Provided records
━━━━━━━━━━━━━━━━━━━━━━━━━━━━━━
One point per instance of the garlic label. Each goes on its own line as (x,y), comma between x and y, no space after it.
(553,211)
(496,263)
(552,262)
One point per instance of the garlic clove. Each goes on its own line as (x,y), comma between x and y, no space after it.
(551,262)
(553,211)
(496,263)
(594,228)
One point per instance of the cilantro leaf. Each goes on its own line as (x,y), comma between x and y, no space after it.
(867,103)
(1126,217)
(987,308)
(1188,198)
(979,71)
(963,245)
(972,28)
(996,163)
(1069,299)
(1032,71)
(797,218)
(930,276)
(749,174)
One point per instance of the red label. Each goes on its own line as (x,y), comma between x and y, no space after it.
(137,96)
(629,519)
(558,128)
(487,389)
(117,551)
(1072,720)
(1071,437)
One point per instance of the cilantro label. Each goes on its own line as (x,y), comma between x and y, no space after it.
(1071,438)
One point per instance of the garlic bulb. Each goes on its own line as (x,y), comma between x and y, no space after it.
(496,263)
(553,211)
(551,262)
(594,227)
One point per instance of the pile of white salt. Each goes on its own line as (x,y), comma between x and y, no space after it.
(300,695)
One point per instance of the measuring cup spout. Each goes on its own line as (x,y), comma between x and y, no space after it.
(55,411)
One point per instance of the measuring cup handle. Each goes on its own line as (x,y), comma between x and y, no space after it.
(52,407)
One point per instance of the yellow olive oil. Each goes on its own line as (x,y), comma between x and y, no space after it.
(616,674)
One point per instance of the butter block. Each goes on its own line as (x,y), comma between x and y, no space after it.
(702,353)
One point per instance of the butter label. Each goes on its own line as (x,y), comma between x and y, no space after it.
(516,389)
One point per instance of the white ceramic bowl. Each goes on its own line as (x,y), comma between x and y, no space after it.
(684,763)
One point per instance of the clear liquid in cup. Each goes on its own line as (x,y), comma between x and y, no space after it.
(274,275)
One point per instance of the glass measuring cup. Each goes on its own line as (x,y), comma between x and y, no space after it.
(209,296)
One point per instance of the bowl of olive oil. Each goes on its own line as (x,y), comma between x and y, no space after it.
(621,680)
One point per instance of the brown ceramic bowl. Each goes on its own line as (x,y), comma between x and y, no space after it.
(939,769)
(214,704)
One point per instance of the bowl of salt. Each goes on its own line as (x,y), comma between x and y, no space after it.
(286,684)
━━━━━━━━━━━━━━━━━━━━━━━━━━━━━━
What this task involves
Once you have read the data, copy all of it out exactly.

Reply to the exercise
One point per instance of the garlic label. Each goes on its own line as (x,y), comma between x and y, no space after it.
(553,211)
(496,263)
(552,262)
One point per instance of the garlic clove. Each goes on its own line as (x,y), comma between x and y, no space after it.
(551,262)
(553,211)
(496,263)
(594,228)
One point per instance of the cilantro leaf. Each goes on its own line as (x,y), comma between x and y, no space after it.
(867,103)
(1126,217)
(987,308)
(1188,198)
(979,71)
(963,245)
(972,28)
(996,163)
(1069,299)
(1032,71)
(797,218)
(930,276)
(749,174)
One point per instance of the red label. Each goes on its own line as (x,y), comma between x and y, no space after it.
(137,96)
(629,519)
(558,128)
(487,389)
(117,551)
(1072,720)
(1071,437)
One point per instance of the cilantro label. Each goes on its own line as (x,y), comma between x and y, no space after it.
(1071,438)
One point per instance of the garlic bulb. Each goes on its own line as (x,y), comma between x and y, no space after it.
(496,263)
(553,211)
(551,262)
(594,227)
One point per instance of the pile of white salt. Each goes on its own line as (x,y), comma between x and y, no space after it.
(300,695)
One point per instance of the measuring cup spout. Each goes on its own line as (x,y), comma between x and y, no space after it.
(55,411)
One point per instance of the measuring cup handle. Each goes on its own line as (x,y), comma between x and y, no space after it.
(52,407)
One point per instance of the yellow olive oil. Each goes on its own line as (x,y), comma between x and y, no space after it.
(616,674)
One point per instance of the butter block. Each goes on its own line as (x,y), comma between x and y, no space after it.
(702,353)
One point per instance of the butter label. Each goes on its own line as (x,y), comma between x and y, no space after it.
(516,389)
One point per instance of the white ceramic bowl. Each goes on its own line as (x,y), comma between x and y, no space after it.
(684,763)
One point per instance of the clear liquid in cup. Each goes on its own line as (x,y), comma between x and y, no space after it.
(274,275)
One point per instance of the glass measuring cup. Each goes on its own line as (x,y), comma between x and y, no space after it.
(209,296)
One point per instance of the bowl of olive oil. Each goes on its own line as (x,y), comma between x and y, no space after it.
(621,680)
One point per instance of the brown ceramic bowl. Each goes on its own line as (x,y), comma between x and y, no space after it.
(939,769)
(214,704)
One point per instance of the bowl of salt. Each goes on its own line as (x,y), comma between x and y, no space after it.
(286,684)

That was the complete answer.